→ **Problem details**: Only a number is wanted: how many lines of the entries include the string "coordinates"?
** Opening Information block **
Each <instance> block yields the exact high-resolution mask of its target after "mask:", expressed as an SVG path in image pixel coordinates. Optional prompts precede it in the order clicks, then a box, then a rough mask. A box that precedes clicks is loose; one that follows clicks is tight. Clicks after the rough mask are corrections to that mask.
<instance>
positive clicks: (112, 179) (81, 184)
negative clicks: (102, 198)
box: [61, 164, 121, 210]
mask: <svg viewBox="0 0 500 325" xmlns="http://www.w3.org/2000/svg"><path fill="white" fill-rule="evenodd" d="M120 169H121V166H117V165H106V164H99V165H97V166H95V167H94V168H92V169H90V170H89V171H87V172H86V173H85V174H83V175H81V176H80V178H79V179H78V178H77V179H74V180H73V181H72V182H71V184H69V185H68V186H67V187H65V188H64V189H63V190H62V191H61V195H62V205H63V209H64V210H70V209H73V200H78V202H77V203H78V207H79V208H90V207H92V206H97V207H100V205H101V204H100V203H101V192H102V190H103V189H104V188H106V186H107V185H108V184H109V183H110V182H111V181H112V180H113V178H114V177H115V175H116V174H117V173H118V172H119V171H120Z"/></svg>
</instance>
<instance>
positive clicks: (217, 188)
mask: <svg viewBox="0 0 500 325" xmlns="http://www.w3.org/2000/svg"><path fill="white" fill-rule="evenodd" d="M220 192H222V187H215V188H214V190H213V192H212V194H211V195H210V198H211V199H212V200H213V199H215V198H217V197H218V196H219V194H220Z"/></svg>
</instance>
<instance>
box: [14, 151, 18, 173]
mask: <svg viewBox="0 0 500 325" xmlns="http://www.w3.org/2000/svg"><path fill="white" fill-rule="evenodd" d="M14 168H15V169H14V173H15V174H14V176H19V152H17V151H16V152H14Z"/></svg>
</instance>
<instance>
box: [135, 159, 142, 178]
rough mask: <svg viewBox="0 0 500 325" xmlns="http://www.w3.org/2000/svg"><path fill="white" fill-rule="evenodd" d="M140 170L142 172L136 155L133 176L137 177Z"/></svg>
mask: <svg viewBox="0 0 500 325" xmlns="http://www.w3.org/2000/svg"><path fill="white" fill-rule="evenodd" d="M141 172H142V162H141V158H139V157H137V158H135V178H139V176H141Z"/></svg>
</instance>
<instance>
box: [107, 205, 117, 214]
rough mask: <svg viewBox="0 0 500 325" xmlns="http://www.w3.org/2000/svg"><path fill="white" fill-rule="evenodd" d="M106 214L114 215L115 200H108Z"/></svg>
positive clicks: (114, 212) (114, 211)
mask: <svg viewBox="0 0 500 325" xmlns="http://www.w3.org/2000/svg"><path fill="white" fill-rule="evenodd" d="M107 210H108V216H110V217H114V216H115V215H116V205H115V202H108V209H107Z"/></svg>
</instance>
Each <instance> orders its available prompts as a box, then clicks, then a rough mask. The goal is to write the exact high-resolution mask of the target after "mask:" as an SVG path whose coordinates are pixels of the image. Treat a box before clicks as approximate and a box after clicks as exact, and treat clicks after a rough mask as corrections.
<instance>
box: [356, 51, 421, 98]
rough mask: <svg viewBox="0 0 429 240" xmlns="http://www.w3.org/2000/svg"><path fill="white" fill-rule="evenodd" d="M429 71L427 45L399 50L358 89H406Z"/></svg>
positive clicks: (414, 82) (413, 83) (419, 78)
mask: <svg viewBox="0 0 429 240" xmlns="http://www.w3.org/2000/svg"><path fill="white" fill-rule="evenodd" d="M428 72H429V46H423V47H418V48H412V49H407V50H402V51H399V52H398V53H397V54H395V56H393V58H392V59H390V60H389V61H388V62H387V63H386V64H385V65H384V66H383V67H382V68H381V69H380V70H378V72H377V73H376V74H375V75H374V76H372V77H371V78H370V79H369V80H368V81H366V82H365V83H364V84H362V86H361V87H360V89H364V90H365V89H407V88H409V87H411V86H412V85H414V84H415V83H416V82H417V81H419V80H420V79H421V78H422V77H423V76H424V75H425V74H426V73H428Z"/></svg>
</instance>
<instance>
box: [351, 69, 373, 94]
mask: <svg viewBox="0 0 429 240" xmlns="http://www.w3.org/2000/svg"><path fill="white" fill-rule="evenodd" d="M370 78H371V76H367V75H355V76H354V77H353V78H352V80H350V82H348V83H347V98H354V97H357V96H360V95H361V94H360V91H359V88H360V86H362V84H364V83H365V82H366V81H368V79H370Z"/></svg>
** Closing Information block **
→ **Answer below**: 2